§ **Task instructions**
Wherever the word "plant" appears in the entries, copy the whole line.

[[ Data for review open ]]

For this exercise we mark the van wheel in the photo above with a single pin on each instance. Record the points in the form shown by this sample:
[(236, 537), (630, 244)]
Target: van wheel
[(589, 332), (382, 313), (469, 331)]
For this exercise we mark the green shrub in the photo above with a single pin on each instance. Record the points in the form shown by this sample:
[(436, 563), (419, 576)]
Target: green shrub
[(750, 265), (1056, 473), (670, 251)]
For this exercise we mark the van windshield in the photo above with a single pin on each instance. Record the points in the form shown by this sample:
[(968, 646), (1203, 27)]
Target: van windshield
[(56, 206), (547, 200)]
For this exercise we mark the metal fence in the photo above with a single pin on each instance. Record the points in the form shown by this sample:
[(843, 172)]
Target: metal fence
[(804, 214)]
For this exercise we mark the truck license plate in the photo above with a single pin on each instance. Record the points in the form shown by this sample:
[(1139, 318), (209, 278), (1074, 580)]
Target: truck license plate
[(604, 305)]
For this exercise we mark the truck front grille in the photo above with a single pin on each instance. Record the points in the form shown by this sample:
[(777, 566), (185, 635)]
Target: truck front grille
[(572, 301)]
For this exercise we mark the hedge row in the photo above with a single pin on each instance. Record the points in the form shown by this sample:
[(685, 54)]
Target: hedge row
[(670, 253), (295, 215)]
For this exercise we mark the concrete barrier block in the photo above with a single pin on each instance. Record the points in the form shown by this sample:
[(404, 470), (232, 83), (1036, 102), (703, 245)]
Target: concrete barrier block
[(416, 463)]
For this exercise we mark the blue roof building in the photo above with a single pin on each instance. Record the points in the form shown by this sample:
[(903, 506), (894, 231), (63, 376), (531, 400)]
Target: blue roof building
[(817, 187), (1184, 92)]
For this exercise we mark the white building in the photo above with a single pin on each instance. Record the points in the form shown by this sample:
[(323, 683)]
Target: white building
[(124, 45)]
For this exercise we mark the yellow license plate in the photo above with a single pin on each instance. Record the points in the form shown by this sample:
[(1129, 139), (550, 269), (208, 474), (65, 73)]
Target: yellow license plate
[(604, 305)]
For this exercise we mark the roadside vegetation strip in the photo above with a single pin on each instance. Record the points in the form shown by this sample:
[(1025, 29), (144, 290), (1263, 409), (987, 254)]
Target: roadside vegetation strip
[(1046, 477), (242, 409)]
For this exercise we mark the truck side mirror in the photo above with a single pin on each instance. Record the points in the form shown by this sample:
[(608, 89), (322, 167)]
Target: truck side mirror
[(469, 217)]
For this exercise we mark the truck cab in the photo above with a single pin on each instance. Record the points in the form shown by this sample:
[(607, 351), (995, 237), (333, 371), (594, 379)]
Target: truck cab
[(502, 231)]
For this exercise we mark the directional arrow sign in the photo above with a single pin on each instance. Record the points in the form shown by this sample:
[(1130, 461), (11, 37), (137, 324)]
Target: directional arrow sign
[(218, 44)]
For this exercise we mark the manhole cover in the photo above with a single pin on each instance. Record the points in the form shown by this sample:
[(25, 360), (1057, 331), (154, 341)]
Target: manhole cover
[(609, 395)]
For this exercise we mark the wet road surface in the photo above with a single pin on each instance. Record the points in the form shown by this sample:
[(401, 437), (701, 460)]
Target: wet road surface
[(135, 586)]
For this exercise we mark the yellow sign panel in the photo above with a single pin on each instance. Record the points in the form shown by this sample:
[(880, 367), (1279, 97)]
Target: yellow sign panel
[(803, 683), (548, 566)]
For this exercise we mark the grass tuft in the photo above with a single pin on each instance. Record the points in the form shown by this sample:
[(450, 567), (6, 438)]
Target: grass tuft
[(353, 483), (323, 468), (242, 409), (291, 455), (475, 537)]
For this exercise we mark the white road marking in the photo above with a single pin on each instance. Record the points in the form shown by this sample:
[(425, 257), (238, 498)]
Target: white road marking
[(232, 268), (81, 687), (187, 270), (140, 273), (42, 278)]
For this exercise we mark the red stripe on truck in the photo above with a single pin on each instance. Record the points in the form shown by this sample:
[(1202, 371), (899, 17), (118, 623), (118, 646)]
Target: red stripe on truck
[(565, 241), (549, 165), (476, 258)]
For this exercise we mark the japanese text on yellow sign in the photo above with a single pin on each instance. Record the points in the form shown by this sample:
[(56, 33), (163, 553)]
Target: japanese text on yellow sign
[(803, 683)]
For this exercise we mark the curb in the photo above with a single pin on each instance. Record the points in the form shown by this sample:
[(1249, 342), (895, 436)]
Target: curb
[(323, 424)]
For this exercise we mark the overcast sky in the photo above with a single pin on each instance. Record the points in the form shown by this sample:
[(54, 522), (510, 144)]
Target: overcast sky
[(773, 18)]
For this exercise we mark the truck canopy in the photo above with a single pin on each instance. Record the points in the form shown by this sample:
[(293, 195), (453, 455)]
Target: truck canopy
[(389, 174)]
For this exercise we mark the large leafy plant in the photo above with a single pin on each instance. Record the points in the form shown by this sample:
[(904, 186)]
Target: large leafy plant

[[ Data for review closed ]]

§ **Task output**
For this exercise we mark the large leafy plant in the photo above with a single pin on each instance. Record the points in the form shown by this sample:
Target: large leafy plant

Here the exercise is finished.